## Material supplied:
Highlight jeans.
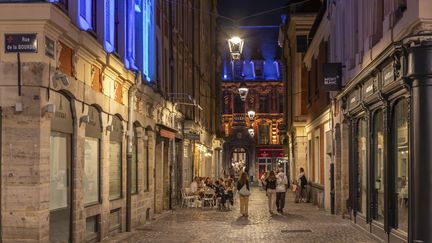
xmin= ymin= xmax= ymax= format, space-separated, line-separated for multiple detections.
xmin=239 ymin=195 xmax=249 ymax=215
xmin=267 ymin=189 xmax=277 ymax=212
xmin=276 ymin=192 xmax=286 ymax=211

## Work to complete:
Copy the listing exactly but drop its images.

## Written answer:
Highlight jeans.
xmin= ymin= xmax= ymax= format, space-separated, line-separated for multiple detections.
xmin=239 ymin=195 xmax=249 ymax=215
xmin=267 ymin=189 xmax=277 ymax=212
xmin=276 ymin=192 xmax=286 ymax=211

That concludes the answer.